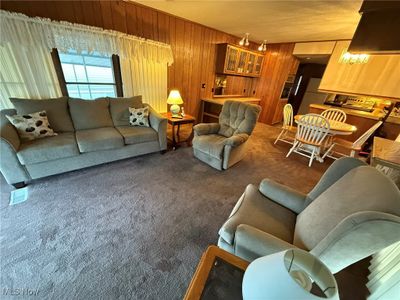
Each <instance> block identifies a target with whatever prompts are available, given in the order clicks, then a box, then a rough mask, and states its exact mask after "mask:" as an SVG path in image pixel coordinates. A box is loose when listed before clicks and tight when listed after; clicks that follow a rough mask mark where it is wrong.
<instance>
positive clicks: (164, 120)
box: [145, 104, 168, 150]
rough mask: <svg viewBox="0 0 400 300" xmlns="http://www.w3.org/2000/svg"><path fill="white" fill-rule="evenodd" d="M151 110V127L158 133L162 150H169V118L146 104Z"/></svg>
mask: <svg viewBox="0 0 400 300" xmlns="http://www.w3.org/2000/svg"><path fill="white" fill-rule="evenodd" d="M145 105H146V106H147V107H148V108H149V112H150V114H149V121H150V126H151V128H153V129H154V130H155V131H157V133H158V141H159V143H160V150H166V149H167V124H168V120H167V118H165V117H163V116H162V115H161V114H160V113H158V112H157V111H156V110H155V109H154V108H152V107H151V106H150V105H148V104H145Z"/></svg>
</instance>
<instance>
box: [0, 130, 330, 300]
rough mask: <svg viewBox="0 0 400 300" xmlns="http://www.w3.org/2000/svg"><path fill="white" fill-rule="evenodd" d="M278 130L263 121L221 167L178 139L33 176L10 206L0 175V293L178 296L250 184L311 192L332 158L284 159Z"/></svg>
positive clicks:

Exercise brief: Can you reproduce every entry above verbatim, leaving the pictures out?

Expected answer:
Each <instance> block identifies a target with whatever prompts are available, given in the order clicks, then a box, then a rough mask, and states its exact mask after "mask:" as an SVG path in image pixel coordinates. A box is loose when listed before clicks and tight when listed after; clicks that follow a rough mask mark where it is wrong.
<instance>
positive clicks: (164, 120)
box: [145, 104, 168, 150]
rough mask: <svg viewBox="0 0 400 300" xmlns="http://www.w3.org/2000/svg"><path fill="white" fill-rule="evenodd" d="M151 110V127L158 133L162 150H169V118L146 104Z"/></svg>
mask: <svg viewBox="0 0 400 300" xmlns="http://www.w3.org/2000/svg"><path fill="white" fill-rule="evenodd" d="M145 105H146V106H147V107H148V108H149V112H150V114H149V121H150V126H151V128H153V129H154V130H155V131H157V133H158V141H159V143H160V150H166V149H167V124H168V120H167V118H165V117H163V116H162V115H161V114H160V113H158V112H157V111H156V110H155V109H154V108H152V107H151V106H150V105H148V104H145Z"/></svg>
</instance>
<instance>
box: [0, 130, 330, 300]
rough mask: <svg viewBox="0 0 400 300" xmlns="http://www.w3.org/2000/svg"><path fill="white" fill-rule="evenodd" d="M278 130L263 121L221 167L178 139L33 176L10 206L0 175V293L178 296L250 184L311 192L332 158L284 159Z"/></svg>
positive clicks:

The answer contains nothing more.